● What you will do
Find the lines in the records that carry the word "task". Copy each one.

BEGIN Data for analysis

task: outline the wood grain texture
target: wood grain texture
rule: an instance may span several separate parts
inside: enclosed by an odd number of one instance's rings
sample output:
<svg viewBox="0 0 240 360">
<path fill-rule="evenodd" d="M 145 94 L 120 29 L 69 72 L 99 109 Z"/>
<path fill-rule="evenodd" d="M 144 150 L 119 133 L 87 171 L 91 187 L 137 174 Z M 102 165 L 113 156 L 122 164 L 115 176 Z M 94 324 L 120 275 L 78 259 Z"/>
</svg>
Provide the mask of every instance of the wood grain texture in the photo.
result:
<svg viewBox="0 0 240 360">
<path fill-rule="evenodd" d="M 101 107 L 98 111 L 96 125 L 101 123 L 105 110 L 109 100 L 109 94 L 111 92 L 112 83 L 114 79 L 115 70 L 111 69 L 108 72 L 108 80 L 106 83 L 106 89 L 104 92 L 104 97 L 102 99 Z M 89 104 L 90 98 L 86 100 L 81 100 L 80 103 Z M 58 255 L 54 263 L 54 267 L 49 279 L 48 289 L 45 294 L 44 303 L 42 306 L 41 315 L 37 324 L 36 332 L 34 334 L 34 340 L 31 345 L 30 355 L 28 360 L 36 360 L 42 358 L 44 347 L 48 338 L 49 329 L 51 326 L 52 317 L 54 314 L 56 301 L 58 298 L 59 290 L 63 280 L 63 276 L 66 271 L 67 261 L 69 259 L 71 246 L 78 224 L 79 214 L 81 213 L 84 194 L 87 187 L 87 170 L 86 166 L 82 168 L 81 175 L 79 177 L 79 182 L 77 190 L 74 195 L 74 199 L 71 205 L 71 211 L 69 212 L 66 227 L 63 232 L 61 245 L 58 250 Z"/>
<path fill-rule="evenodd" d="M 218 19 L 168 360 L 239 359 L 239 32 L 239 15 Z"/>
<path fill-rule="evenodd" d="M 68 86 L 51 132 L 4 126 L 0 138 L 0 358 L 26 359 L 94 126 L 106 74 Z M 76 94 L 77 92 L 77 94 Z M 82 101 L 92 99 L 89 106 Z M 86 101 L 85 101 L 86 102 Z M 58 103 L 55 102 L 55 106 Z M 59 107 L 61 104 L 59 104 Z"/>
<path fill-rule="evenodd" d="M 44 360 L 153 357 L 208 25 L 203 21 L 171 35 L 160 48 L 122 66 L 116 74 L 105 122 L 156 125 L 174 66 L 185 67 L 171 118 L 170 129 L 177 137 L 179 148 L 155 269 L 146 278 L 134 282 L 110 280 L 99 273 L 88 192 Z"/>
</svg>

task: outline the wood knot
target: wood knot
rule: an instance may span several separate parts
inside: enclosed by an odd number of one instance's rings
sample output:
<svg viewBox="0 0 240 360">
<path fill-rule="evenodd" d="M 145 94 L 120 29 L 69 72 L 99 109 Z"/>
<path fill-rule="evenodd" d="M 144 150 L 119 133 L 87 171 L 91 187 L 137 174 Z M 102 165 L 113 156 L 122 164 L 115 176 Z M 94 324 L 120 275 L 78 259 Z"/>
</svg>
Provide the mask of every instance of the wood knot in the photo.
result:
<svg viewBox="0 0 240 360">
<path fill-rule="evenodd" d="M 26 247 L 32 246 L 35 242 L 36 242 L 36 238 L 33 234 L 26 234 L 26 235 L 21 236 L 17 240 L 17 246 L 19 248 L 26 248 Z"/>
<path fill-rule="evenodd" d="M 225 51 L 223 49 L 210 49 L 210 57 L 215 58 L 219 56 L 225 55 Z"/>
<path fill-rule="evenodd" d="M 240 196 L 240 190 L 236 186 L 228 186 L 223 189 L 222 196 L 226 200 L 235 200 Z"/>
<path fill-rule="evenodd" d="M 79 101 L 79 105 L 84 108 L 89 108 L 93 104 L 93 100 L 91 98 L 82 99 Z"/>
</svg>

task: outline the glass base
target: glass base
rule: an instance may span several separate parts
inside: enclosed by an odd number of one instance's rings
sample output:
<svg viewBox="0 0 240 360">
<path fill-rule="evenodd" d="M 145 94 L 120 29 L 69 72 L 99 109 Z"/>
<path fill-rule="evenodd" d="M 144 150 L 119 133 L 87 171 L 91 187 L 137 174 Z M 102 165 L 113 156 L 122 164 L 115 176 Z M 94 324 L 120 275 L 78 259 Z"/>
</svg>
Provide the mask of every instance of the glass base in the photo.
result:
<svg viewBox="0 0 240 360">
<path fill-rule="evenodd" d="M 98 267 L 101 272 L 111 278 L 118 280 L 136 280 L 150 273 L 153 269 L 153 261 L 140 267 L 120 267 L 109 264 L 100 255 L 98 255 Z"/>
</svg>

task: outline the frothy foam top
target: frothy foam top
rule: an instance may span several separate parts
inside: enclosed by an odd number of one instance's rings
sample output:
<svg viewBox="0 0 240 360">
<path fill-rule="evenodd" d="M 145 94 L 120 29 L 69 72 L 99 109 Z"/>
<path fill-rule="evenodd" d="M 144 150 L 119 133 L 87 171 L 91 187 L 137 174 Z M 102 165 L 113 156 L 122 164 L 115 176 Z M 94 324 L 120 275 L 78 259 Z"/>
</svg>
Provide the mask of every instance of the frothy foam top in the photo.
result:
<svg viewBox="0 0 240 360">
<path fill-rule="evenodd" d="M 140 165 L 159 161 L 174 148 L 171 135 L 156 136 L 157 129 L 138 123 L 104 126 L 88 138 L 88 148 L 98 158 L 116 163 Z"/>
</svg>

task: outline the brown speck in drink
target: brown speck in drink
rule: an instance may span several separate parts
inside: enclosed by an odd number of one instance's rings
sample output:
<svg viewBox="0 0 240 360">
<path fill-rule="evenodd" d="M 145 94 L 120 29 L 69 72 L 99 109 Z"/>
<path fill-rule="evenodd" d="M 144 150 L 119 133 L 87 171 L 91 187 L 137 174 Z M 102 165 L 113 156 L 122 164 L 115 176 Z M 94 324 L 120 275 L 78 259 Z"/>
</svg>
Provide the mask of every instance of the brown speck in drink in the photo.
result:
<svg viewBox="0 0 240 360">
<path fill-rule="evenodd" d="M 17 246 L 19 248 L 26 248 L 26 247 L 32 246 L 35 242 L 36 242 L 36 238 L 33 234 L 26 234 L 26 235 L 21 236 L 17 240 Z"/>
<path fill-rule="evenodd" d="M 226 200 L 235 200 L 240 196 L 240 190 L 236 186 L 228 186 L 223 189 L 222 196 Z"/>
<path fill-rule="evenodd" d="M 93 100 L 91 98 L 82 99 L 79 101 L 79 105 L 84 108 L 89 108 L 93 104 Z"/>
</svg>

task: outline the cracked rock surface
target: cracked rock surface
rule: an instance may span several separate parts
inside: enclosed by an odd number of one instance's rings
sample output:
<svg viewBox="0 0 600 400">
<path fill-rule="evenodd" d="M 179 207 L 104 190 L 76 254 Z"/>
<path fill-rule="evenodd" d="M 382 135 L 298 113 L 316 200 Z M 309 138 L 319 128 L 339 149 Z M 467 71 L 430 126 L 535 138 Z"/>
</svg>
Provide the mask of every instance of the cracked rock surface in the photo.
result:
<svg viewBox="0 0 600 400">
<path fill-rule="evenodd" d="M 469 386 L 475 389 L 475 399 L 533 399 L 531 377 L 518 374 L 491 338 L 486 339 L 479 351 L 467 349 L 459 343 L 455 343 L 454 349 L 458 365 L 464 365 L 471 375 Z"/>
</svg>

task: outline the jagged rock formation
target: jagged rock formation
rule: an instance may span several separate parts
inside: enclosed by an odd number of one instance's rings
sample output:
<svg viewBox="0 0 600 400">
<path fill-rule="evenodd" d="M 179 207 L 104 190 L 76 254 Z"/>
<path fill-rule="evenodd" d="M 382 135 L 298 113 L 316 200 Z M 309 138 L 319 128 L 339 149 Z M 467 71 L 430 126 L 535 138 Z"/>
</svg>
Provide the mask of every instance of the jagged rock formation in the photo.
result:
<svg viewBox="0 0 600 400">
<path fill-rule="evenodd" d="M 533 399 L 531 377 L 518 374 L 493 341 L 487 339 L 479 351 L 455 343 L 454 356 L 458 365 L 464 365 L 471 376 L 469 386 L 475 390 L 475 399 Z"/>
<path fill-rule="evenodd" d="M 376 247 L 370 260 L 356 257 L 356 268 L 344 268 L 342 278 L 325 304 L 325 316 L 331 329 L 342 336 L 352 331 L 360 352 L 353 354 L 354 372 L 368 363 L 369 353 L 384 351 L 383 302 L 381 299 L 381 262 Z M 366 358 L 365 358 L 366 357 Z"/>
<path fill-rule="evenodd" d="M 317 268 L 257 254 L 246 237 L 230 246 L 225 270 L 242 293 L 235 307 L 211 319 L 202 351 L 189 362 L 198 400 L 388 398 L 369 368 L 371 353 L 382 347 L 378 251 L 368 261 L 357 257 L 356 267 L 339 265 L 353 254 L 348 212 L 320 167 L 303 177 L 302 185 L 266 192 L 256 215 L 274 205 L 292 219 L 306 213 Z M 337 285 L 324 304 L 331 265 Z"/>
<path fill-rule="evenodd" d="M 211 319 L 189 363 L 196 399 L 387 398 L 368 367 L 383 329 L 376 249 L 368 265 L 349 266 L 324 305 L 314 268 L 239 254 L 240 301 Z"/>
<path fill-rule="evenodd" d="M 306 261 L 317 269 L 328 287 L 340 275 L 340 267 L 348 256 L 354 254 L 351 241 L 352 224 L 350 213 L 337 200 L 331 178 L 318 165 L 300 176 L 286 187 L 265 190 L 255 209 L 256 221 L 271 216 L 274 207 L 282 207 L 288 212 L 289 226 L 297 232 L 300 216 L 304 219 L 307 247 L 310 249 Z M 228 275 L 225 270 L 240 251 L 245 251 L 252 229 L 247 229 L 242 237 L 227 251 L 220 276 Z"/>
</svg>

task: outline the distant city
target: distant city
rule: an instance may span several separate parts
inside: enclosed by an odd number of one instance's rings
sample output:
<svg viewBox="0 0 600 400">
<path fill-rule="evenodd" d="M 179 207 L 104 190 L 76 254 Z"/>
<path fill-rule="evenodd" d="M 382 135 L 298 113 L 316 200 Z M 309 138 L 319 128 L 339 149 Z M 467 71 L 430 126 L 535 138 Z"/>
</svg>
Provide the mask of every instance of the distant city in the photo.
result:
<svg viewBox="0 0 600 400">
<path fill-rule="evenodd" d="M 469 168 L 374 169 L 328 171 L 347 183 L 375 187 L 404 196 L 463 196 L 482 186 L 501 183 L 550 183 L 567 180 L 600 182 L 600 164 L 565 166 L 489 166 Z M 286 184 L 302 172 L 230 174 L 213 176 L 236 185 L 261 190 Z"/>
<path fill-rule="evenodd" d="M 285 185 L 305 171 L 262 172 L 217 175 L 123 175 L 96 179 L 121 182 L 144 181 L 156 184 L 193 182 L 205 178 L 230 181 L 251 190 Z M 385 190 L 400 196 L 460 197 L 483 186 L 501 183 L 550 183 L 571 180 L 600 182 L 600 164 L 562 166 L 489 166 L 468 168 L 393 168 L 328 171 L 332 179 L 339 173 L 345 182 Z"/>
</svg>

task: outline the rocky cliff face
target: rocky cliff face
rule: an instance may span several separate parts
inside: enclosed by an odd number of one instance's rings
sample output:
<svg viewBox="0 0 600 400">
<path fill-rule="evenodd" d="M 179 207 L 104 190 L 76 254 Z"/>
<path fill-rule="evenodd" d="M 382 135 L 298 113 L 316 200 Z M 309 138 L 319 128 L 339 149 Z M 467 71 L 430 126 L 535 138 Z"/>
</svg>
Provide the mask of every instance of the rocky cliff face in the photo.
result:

END Data for analysis

● Answer below
task: outline the wood grain texture
task: outline the wood knot
task: outline the glass base
task: outline the frothy foam top
task: outline the brown speck in drink
task: outline the cracked rock surface
task: outline the jagged rock formation
task: outline the distant city
task: outline the rocky cliff face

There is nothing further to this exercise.